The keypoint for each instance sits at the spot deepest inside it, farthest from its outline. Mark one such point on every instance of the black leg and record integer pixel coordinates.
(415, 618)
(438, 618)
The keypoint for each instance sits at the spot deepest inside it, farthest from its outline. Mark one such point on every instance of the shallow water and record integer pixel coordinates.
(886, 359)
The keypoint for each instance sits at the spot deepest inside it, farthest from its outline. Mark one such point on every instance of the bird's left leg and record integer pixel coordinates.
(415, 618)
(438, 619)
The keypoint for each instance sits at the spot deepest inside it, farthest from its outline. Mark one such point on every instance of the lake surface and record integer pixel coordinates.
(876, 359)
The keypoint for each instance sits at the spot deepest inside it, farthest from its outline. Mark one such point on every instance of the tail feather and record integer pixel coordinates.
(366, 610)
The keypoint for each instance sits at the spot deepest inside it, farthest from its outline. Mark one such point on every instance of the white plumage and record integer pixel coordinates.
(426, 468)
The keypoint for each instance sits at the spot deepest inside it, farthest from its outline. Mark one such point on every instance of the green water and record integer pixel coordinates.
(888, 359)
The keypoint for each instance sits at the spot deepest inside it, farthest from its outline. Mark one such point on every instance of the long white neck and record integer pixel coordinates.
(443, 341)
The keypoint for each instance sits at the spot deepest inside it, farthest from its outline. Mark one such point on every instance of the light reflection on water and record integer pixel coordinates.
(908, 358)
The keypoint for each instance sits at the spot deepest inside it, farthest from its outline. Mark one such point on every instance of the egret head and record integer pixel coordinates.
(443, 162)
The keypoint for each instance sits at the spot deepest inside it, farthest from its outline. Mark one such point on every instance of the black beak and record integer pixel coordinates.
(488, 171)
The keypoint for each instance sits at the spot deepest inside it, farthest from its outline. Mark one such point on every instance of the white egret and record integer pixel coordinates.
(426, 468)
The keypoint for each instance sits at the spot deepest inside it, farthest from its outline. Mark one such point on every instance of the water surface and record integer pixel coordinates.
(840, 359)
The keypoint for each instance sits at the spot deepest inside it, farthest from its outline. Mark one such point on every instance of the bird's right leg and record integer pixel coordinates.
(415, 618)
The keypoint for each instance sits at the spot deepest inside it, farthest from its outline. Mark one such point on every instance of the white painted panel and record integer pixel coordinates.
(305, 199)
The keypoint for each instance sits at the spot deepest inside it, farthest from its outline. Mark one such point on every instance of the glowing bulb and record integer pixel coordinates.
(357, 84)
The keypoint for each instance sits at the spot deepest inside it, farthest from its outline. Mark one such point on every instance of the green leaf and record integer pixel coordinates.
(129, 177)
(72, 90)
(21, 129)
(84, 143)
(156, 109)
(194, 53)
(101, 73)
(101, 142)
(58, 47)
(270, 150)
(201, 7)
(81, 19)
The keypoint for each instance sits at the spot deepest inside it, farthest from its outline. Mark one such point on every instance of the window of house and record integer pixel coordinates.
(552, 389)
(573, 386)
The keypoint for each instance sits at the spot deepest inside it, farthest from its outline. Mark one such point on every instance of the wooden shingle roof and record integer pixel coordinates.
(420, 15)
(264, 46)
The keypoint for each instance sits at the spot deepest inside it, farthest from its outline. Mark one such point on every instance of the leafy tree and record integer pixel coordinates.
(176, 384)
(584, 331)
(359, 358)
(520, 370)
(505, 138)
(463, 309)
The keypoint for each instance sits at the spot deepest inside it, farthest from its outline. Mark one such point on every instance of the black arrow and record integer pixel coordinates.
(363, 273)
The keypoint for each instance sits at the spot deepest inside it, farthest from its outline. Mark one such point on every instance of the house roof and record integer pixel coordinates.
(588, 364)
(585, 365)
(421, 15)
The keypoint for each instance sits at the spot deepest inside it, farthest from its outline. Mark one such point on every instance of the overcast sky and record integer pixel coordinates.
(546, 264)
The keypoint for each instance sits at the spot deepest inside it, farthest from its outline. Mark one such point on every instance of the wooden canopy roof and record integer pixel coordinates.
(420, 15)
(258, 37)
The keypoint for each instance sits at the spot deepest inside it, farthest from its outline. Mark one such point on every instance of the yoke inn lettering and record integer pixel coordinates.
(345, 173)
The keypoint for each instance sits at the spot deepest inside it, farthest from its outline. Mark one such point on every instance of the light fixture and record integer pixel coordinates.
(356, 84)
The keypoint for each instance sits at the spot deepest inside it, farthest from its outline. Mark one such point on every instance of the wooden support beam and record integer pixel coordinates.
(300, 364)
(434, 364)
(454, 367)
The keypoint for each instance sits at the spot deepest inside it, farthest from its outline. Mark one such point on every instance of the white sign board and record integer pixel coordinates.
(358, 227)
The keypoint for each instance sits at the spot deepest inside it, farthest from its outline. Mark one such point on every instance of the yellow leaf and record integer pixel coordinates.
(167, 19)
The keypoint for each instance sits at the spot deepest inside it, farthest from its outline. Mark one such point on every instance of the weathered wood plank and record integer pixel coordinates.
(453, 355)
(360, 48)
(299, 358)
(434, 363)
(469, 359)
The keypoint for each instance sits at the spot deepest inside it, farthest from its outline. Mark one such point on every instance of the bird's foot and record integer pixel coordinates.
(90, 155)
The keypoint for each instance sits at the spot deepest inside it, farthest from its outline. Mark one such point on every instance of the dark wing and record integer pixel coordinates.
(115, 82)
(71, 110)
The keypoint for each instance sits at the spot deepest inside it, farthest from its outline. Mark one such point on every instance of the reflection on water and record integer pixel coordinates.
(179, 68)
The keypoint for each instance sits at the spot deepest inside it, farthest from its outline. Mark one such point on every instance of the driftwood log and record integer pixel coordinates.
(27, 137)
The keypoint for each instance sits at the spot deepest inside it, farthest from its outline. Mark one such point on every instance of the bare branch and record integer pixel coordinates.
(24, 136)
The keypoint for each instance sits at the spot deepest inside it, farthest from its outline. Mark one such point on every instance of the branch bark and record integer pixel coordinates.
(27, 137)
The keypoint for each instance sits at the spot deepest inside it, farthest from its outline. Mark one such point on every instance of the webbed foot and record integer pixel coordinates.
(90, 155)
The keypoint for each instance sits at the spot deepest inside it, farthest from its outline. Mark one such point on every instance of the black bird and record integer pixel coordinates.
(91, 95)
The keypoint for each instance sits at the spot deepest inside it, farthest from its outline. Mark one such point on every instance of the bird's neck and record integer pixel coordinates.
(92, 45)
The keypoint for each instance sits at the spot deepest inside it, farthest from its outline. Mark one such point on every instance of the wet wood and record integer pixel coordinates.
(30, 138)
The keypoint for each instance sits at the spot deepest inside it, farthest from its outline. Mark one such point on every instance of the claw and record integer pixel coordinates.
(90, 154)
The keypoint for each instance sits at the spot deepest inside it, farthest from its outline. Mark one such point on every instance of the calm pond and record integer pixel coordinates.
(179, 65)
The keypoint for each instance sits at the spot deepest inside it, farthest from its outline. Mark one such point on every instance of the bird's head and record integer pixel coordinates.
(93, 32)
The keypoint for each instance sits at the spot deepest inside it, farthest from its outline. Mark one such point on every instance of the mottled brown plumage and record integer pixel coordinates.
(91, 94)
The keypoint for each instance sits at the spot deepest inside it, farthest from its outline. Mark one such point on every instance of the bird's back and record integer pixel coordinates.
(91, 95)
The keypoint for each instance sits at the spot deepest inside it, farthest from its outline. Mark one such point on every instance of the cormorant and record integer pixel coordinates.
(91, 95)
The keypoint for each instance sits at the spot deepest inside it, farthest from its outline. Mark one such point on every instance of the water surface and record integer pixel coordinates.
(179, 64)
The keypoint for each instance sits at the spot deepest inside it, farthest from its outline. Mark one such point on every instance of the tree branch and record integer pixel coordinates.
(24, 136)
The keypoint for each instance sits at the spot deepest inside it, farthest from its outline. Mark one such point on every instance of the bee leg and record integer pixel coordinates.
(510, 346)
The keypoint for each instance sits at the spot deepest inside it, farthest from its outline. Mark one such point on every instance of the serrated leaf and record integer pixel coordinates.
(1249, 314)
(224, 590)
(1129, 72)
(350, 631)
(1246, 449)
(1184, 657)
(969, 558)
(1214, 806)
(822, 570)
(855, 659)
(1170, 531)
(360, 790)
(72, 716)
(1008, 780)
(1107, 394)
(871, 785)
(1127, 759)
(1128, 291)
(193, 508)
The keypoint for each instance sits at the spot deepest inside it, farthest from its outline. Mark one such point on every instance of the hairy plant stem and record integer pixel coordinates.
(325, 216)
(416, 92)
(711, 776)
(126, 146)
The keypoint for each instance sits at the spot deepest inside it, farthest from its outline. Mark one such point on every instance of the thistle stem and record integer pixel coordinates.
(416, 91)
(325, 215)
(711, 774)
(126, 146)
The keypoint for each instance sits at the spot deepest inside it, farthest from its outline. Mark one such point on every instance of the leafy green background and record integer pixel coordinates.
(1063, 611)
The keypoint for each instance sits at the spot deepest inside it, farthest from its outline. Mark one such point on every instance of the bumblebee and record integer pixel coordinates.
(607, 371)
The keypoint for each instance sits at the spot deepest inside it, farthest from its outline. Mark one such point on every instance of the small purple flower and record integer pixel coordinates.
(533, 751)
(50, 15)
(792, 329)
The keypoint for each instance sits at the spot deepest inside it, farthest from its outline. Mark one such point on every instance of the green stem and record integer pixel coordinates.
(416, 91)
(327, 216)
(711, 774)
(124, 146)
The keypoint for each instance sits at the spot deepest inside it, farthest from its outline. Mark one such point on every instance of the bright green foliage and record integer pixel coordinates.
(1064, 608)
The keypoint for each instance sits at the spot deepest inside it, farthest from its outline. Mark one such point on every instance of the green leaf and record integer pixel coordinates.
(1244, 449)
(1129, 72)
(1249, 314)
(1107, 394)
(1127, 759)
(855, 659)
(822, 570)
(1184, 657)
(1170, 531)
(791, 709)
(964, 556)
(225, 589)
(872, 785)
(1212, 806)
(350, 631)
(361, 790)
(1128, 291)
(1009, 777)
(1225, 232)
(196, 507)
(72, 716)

══════

● **AIM**
Repeat exactly the lines starting at the line with "foliage and record integer pixel coordinates." and ending with the final line of the entries. Include nothing else.

● **ANSWER TO THIS PROBLEM**
The keypoint for each instance sits at the spot deepest inside it, farthest from its outline. Mark one such point on every instance of the bright green foliage and record integer pixel coordinates.
(1064, 608)
The keypoint for each instance sits at the spot deepest inside it, farthest from its outline. Mark one such point on every instance of the green leaf and record integer pixel coordinates.
(1244, 449)
(1129, 72)
(1249, 314)
(1107, 394)
(1127, 759)
(855, 659)
(822, 570)
(1184, 657)
(1170, 531)
(791, 709)
(964, 556)
(225, 589)
(872, 785)
(1212, 806)
(350, 631)
(361, 790)
(1128, 291)
(1009, 777)
(1225, 232)
(196, 507)
(72, 716)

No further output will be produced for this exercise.